DATA SUPPLIED.

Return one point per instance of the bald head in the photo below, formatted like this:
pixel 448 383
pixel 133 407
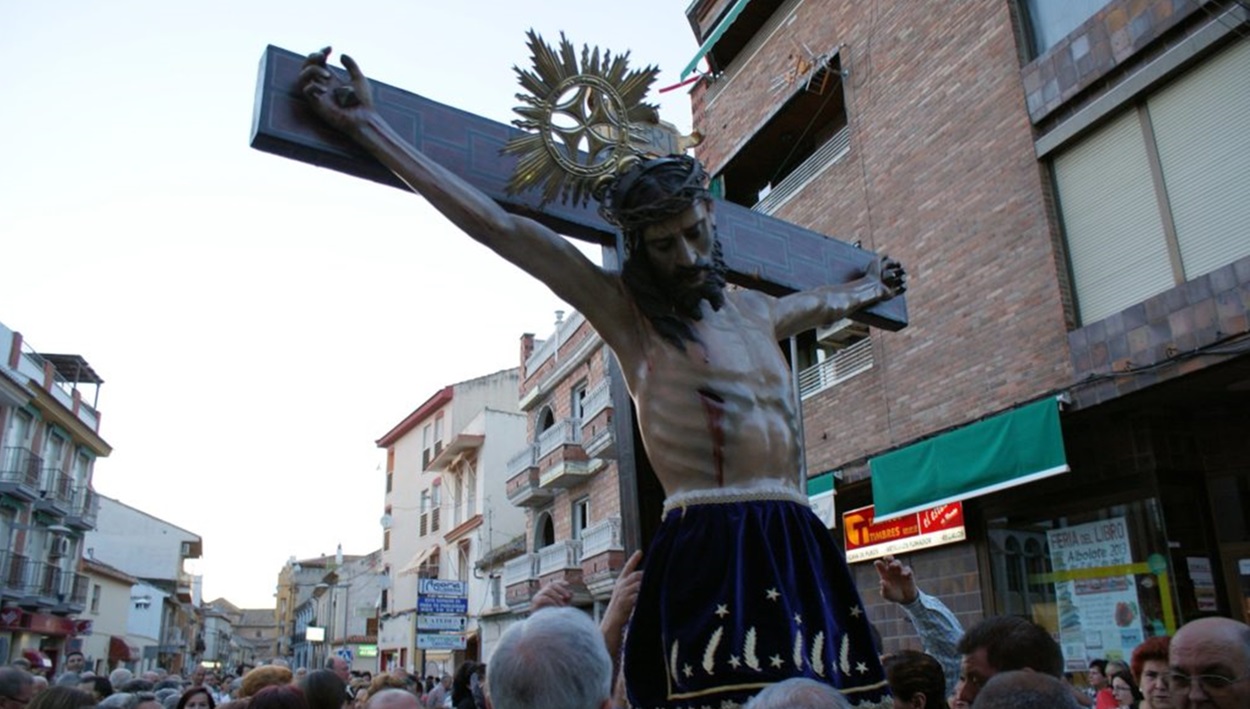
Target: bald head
pixel 1024 689
pixel 393 699
pixel 1218 648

PROBLEM TO WORK ON. Put each line of the listing above into a numbered list, skipping any blank lines, and leave the pictures out.

REPLY TO THE TASK.
1. Return one point per instance of the bald head in the photo below, formatted like this:
2. pixel 448 383
3. pixel 133 407
4. Target: bald head
5. pixel 1024 689
6. pixel 393 699
7. pixel 1218 648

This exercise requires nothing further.